::: GIVEN INFORMATION :::
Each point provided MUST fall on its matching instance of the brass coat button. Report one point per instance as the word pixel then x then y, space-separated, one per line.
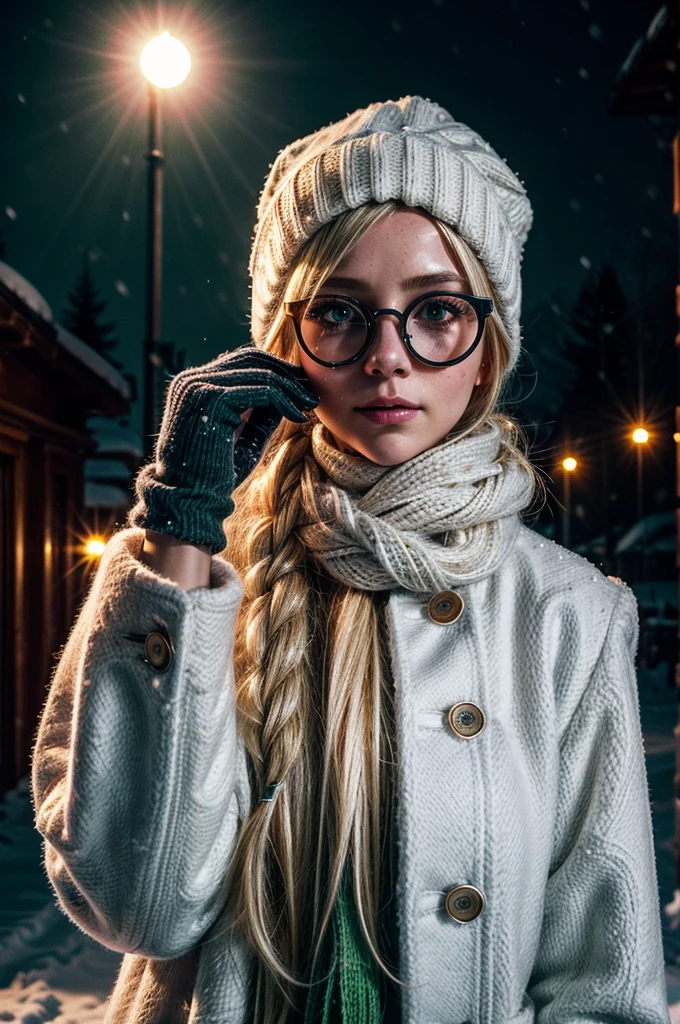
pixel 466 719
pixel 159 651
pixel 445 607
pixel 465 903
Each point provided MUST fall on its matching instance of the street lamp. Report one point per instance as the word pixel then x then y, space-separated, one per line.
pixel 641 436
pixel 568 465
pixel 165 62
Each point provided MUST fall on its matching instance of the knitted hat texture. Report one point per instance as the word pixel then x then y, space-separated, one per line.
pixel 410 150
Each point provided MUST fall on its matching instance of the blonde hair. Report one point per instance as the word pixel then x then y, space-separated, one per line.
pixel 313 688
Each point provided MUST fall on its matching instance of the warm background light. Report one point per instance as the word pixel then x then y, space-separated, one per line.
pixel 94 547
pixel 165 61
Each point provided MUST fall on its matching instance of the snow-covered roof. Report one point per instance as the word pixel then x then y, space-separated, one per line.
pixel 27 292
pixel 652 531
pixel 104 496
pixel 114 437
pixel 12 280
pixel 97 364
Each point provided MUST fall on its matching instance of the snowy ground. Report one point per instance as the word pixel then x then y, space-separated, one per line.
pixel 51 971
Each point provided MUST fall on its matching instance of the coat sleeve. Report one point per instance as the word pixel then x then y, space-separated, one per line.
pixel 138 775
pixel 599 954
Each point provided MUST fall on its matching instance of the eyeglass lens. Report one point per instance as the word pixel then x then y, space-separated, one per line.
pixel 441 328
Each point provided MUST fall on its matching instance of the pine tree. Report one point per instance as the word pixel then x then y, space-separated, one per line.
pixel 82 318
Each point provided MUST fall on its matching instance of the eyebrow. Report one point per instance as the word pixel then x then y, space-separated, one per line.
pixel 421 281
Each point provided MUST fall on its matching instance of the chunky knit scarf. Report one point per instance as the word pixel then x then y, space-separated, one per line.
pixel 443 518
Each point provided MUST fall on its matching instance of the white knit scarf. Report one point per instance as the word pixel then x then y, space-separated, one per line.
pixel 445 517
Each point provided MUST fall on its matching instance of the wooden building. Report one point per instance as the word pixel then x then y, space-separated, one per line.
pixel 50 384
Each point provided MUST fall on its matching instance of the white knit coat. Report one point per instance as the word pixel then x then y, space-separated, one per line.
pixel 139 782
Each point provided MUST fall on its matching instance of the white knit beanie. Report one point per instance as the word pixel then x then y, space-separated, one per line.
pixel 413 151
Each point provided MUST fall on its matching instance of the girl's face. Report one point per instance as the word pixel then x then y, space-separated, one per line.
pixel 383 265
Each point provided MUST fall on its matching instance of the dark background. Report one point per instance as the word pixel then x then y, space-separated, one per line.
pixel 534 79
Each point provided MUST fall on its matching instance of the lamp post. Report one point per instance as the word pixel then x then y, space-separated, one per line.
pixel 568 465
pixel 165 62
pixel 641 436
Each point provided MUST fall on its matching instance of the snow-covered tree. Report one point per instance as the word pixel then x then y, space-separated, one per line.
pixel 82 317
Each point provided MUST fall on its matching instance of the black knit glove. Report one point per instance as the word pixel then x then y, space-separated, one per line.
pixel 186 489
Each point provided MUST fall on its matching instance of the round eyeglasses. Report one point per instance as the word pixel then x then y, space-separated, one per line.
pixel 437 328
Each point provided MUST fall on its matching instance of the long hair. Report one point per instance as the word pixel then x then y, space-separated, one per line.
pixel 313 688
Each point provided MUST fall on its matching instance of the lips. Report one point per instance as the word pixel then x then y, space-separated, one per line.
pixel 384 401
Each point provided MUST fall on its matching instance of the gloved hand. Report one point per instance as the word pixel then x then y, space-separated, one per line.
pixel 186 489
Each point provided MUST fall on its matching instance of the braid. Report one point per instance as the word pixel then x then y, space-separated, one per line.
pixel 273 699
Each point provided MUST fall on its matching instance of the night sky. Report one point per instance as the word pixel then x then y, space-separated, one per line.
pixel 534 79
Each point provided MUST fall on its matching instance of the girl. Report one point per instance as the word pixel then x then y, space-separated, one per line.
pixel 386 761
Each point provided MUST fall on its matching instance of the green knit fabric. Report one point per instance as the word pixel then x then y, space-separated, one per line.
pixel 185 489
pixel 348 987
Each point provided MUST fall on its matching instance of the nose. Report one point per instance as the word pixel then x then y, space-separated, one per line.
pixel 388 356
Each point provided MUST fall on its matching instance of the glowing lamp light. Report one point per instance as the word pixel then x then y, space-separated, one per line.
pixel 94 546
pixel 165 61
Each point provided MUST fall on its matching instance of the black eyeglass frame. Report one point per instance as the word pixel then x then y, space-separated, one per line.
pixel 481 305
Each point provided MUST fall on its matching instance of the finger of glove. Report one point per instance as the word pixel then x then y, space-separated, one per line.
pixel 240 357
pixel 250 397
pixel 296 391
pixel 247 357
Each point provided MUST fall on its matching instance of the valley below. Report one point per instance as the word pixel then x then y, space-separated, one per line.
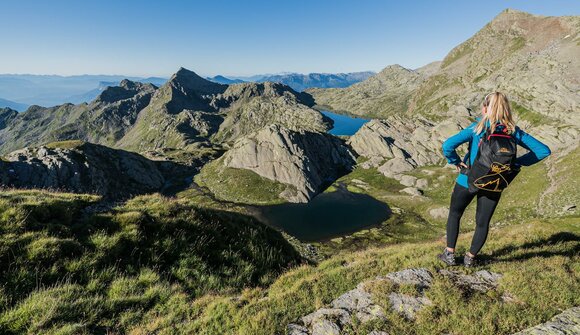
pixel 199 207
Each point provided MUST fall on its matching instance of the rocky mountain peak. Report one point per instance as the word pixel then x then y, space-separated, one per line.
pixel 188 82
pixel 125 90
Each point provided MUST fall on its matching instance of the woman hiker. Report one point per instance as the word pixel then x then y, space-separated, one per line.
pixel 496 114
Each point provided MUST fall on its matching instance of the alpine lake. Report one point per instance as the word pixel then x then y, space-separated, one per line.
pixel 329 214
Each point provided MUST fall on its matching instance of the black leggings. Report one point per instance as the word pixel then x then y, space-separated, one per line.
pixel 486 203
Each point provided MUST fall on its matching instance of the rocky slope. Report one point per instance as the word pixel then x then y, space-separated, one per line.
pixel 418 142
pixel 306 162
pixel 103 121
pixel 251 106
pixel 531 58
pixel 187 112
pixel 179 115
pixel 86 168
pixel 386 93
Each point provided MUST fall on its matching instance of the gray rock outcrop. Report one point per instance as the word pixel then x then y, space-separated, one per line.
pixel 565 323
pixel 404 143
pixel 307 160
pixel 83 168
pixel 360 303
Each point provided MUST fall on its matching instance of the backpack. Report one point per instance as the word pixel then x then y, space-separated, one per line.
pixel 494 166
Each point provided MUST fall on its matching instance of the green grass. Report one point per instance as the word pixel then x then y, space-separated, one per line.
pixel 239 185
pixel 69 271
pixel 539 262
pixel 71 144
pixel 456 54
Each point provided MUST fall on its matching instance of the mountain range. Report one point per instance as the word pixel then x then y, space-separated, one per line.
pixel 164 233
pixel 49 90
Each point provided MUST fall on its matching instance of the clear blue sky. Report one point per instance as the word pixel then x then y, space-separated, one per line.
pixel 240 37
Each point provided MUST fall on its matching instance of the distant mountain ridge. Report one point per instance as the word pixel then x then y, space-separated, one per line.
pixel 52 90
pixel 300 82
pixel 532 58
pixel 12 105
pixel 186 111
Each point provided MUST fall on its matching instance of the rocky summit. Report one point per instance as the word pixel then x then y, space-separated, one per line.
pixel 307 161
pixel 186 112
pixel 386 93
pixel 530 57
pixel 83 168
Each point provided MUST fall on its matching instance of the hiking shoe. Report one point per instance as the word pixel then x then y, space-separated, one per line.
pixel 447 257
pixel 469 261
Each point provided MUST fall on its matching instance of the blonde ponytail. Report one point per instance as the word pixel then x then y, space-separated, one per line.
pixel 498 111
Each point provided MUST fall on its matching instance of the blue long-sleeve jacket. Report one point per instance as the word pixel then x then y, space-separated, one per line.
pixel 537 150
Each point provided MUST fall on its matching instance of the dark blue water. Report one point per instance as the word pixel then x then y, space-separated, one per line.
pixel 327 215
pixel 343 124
:::
::: GIVEN INFORMATION :::
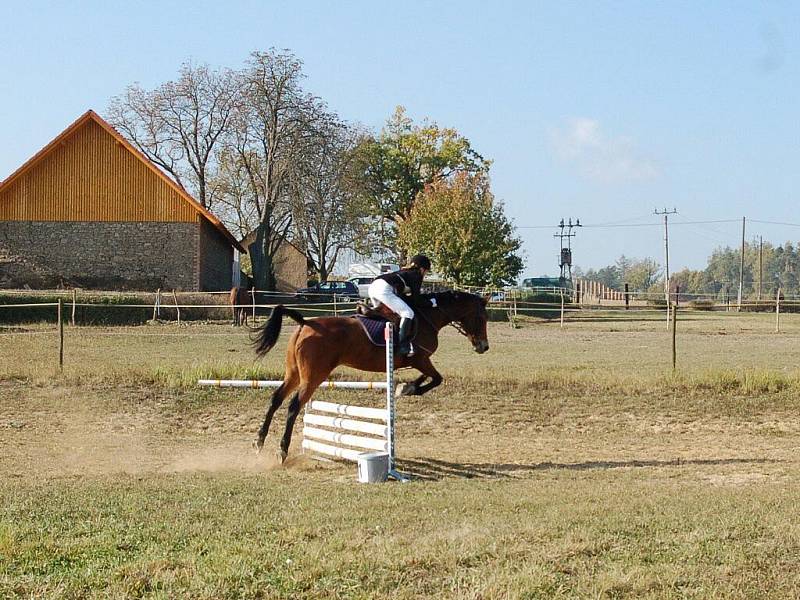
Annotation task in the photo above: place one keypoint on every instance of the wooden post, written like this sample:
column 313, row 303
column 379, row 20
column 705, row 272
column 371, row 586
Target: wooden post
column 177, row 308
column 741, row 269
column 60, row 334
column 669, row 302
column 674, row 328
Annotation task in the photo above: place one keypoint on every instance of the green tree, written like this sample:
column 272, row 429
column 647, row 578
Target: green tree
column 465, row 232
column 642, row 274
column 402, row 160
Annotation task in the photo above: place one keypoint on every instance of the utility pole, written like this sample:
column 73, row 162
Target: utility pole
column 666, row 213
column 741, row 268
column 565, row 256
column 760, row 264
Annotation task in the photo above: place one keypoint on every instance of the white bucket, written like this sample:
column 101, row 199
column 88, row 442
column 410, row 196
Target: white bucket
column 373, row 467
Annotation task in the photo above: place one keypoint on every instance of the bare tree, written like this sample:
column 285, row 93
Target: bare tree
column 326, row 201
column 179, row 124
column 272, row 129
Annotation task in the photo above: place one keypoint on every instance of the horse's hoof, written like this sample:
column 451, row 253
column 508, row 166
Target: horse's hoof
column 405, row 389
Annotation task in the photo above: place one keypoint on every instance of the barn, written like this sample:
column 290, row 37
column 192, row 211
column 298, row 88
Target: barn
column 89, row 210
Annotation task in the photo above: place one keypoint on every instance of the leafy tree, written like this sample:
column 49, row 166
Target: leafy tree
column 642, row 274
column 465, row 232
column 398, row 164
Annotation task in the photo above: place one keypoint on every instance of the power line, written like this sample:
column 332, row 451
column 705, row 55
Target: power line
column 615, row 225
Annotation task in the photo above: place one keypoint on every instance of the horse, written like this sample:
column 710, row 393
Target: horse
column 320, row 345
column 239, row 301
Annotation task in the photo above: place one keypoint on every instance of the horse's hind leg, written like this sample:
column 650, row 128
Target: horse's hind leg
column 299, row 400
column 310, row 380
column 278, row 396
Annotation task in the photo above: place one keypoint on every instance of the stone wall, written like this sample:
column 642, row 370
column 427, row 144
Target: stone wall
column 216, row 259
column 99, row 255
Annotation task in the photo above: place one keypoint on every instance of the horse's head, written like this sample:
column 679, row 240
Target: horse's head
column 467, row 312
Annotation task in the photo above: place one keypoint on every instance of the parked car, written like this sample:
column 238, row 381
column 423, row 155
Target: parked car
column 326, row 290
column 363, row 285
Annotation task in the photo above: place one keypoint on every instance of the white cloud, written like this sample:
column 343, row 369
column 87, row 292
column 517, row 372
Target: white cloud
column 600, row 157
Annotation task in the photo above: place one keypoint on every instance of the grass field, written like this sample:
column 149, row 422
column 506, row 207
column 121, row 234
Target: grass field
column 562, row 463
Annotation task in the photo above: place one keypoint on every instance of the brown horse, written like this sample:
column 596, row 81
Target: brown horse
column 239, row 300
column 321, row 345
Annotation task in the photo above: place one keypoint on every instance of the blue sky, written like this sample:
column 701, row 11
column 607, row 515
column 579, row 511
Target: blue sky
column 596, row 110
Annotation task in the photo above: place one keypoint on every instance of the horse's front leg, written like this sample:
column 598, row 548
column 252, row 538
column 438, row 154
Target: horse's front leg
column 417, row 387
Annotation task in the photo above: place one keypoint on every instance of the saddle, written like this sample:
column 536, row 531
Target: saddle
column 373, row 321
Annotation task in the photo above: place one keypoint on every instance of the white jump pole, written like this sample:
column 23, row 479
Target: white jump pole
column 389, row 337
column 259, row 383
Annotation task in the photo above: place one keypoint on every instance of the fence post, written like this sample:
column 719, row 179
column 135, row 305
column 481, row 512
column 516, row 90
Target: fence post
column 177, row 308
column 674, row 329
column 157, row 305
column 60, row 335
:::
YOUR INSTRUCTIONS
Extract from the listing above the lines between the line containing "column 238, row 381" and the line containing "column 607, row 515", keeping both of those lines. Output nothing else.

RESULT FOR THIS TASK
column 238, row 381
column 423, row 155
Target: parked car
column 326, row 290
column 363, row 285
Annotation task in the photo above: place one keypoint on every instance of the white cloud, written like this sample:
column 343, row 369
column 87, row 292
column 517, row 372
Target: white cloud
column 600, row 157
Annotation task in the photo above: place one keypoint on every instance of the grass field, written like this sample:
column 149, row 422
column 506, row 207
column 121, row 234
Target: grass field
column 562, row 463
Annotation task in the photo above: place one keypoint on every instance of the brown horse, written like this sample:
column 596, row 81
Target: brown horse
column 239, row 300
column 321, row 345
Annotation task in the photo above: place one keypoint on every instance of the blue sky, written like this sample:
column 701, row 11
column 607, row 515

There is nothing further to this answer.